* Listed entries:
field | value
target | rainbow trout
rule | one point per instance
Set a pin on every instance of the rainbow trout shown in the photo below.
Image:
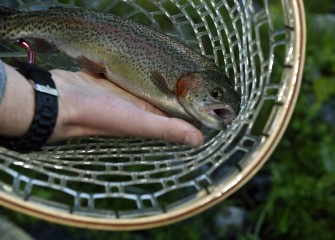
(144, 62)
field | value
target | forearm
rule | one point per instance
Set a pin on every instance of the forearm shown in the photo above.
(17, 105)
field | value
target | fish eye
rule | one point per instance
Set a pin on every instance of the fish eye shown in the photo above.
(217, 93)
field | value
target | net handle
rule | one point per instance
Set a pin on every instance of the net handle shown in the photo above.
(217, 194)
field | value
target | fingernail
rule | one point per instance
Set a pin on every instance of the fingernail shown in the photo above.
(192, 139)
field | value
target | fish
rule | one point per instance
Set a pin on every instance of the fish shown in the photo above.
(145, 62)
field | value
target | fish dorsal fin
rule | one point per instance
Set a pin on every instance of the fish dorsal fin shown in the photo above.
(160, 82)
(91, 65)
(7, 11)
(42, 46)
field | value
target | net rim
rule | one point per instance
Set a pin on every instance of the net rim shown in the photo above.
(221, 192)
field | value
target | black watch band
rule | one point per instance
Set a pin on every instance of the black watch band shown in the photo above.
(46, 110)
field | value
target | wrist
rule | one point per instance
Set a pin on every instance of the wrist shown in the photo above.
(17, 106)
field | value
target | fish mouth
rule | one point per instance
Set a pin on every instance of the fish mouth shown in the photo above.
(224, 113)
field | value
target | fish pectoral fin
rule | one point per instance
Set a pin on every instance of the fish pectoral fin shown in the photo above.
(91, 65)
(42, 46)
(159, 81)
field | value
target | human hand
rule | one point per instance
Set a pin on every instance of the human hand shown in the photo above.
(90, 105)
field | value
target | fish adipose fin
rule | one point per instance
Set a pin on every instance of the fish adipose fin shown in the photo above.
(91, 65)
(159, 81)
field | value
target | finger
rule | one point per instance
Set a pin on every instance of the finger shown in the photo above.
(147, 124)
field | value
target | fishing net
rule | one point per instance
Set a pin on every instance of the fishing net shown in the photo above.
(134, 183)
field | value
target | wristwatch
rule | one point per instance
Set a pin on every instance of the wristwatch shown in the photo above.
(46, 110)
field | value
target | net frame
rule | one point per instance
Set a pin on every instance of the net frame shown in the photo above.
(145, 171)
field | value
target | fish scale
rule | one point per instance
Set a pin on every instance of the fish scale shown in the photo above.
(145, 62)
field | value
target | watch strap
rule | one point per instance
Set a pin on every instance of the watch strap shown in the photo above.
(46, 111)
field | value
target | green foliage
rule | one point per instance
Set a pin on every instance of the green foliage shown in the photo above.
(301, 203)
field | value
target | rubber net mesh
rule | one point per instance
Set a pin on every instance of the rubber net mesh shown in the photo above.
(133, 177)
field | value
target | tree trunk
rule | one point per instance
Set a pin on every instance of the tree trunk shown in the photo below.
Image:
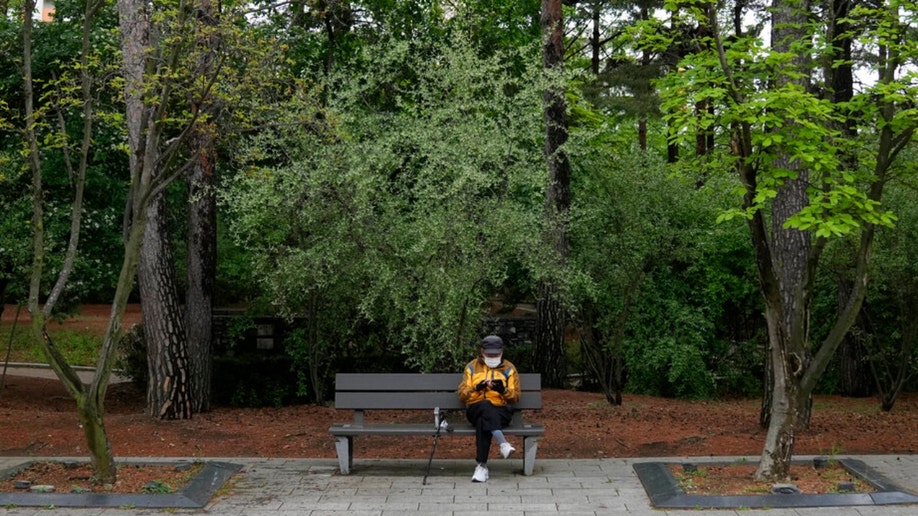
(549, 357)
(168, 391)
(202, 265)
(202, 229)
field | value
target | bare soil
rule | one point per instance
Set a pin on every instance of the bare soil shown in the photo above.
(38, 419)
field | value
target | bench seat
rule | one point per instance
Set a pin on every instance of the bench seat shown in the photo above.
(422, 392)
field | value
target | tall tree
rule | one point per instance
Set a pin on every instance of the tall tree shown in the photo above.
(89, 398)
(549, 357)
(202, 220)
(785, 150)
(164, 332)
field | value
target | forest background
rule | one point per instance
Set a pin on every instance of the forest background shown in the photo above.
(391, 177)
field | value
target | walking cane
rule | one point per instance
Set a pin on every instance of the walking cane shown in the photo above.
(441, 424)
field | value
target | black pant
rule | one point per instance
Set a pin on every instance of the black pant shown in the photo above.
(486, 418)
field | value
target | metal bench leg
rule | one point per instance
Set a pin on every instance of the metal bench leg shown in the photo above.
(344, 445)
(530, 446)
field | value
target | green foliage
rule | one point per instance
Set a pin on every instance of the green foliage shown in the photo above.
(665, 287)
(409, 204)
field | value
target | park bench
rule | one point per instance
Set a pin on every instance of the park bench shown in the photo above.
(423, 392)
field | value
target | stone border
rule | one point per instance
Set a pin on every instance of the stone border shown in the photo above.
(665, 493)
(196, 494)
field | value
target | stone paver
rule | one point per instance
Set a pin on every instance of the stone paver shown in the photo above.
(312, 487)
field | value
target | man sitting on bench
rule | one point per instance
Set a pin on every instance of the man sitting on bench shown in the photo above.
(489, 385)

* The problem:
Set down every entry word for word, but omit the pictures.

* Complete output:
field | value
target | rainbow trout
rule | one point per instance
Set a pin on every instance of the rainbow trout shown in the photo below.
Image:
(144, 62)
field | value
target | forearm
rule | one point per instance
Set a pin on every instance of the forearm shown in the photo above.
(17, 105)
field | value
target | fish eye
rule | one point per instance
Set a pin on every instance of the fish eye shown in the photo above.
(217, 93)
field | value
target | net handle
rule | one point per instance
Set a pin on every instance of the net handle shown in the photo above.
(217, 194)
field | value
target | fingernail
rule | one point per instance
Set a pin on every instance of the fingernail shown in the photo above.
(192, 139)
field | value
target | fish
rule | one point per instance
Set a pin on every instance of the fish shown in the photo above.
(145, 62)
field | value
target | fish dorsal fin
rule | one point per instance
Set a pin on every instance of the fish dorsal fin shown in the photo above.
(160, 82)
(91, 65)
(7, 11)
(42, 46)
field | value
target | net rim
rule | one point per instance
Set a pin on every instance of the net rim shown in the photo above.
(221, 192)
field | value
target | black watch band
rule | one point per instance
Set a pin on every instance of the black watch band shown in the photo above.
(46, 110)
field | value
target | wrist
rule | one point per instance
Set a pin on every instance of the wrist shown in the photo above.
(17, 106)
field | value
target | fish mouth
rule | one point per instance
Set a pin on every instance of the fish mouth shown in the photo above.
(224, 113)
field | value
target | fish pectoral fin
rule | one point per instance
Set a pin on every instance of the fish pectoral fin shown in the photo above.
(91, 65)
(42, 46)
(159, 81)
field | value
target | human hand
rule | one point per instance
Set a pin on every instance of the human hand shown in the photo above.
(90, 105)
field | value
target | fish adipose fin
rule | one point per instance
Set a pin on every instance of the fish adipose fin shown in the photo above.
(91, 65)
(159, 81)
field | value
target | finger
rule | one point per instance
Set a pin on every instance of the finger shown in the photo above.
(147, 124)
field | value
target | fishing net
rule | one point per instance
Set a pin on every instance of the fishing net shown in the photo above.
(134, 183)
field | value
target | wristwatch
rule | one point per instance
Set a pin on every instance of the wristwatch shown in the photo above.
(46, 110)
field | value
target | net frame
rule | one point per instance
Set a pin on every instance of the net frame shown in the photo above.
(145, 171)
field | value
target | fish scale
rule | one point per instance
Set a pin on every instance of the fish scale shown in the photo above.
(145, 62)
field | value
target | watch strap
rule | one point per instance
Set a pin on every instance of the watch strap shown in the photo above.
(46, 111)
field | value
target | green foliage
rule | one point per instance
Set a pin on every instance of the green foliage shown in the photo above.
(301, 203)
field | value
target | rubber net mesh
rule | one point per instance
Set a pin on every instance of the rubber net mesh shown in the photo above.
(133, 177)
field | value
target | tree trunk
rule | one point per instance
Set a pin on every instance of the tree trunk shown in the photo below.
Image:
(549, 357)
(168, 391)
(202, 265)
(202, 229)
field | value
target | bare soil
rule | one point per instance
Set a pin on every instance of the bare soil shown in the photo above.
(38, 419)
field | value
target | bench seat
rule | one point per instance
Set a pin on every instance of the bench seat shown in the photo above.
(422, 392)
field | value
target | tall tree
rule | one point per instance
Set a pin on every instance of the tall tree shown in the photo above.
(89, 398)
(549, 357)
(202, 220)
(785, 150)
(164, 332)
field | value
target | forest background
rule | one point per instance
Set a pin on every instance of the forest background shown in the photo above.
(391, 177)
field | value
target | walking cane
rule | one point per instance
Set a pin on every instance of the walking cane shown in the photo above.
(441, 424)
field | value
target | black pant
rule | one point per instance
Set a pin on every instance of the black pant shown in the photo above.
(486, 418)
field | value
target | metal bench leg
rule | one point per instance
Set a pin on every instance of the metal bench leg shown in the photo above.
(344, 445)
(530, 446)
field | value
target | green foliage
rule | one point per instance
Set a pin on every instance of the green foliage shown in the photo above.
(665, 287)
(409, 204)
field | value
target | park bench
rule | one point per instance
Set a pin on every instance of the park bench shown in the photo above.
(423, 392)
field | value
target | stone border
rule | one point per instance
Set a pin on every instance of the stone border shown in the photo above.
(665, 493)
(196, 494)
field | value
target | stone paver
rule | one point per instance
Set a pin on every instance of the stone paver shown in the photo above.
(312, 487)
field | value
target | man sitting on bench
rule | one point per instance
Set a pin on every instance of the man sitting on bench shown in the photo above.
(489, 385)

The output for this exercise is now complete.